The exercise:
Recast every line of the records below as a Markdown table with two columns, Row for the row number and Line for the line itself, skipping blank lines. Leave the pictures out of the answer.

★ ★ ★

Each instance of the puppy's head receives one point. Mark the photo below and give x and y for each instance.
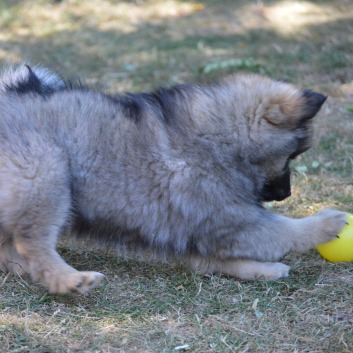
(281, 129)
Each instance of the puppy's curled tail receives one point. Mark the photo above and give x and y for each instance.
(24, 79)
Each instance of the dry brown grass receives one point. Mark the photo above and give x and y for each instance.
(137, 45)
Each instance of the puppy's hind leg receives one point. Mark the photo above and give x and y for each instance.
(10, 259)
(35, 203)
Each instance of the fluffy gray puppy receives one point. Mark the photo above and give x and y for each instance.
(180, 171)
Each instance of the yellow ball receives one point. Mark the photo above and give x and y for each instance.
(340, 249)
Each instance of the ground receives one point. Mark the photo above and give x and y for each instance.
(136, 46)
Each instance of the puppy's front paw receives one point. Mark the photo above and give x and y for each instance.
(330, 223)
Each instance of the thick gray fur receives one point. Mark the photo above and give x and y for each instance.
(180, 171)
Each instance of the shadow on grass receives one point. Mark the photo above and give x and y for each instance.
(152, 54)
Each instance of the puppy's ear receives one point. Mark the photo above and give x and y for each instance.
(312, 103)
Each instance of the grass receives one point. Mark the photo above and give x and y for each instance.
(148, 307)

★ ★ ★

Result below:
| Row | Line |
|---|---|
| 1 | Each instance of the puppy's head receives one point. Mark the photo below and give x and y for each instance. |
| 2 | (281, 129) |
| 3 | Each instance of the puppy's curled tail receives one point. Mark the photo above and give x and y for each instance. |
| 4 | (24, 79) |
| 5 | Each instance of the dry brown grass receives one point. Mark the photo above and give x and y for each instance. |
| 6 | (137, 45) |
| 7 | Each instance of the puppy's hind leg receives one point. Mark the photo above and give x and y for each instance. |
| 8 | (10, 259) |
| 9 | (35, 203) |
| 10 | Each instance of the fluffy gray puppy receives one point. Mark the photo above and give x and y for each instance. |
| 11 | (180, 171) |
| 12 | Each instance of the yellow ball receives one point. Mark the photo above and give x and y for each instance. |
| 13 | (340, 249) |
| 14 | Each instance of the ground receives one point. Mark the photo above and give x and y for each instance. |
| 15 | (136, 46) |
| 16 | Each instance of the puppy's front paw receives one point. Mark the photo above and give x and y for each instance. |
| 17 | (330, 223) |
| 18 | Each instance of the thick gray fur receives one point. Mark the photo above and give x and y for each instance. |
| 19 | (180, 171) |
| 20 | Each instance of the shadow on grass receives one point. Mark the photo above and give x and y for each instance. |
| 21 | (152, 54) |
| 22 | Each instance of the puppy's ear receives one point. Mark the photo above and give x and y for each instance. |
| 23 | (312, 103) |
| 24 | Each instance of the grass receives one point. Mark the photo above and give x and y for each instance. |
| 25 | (148, 307) |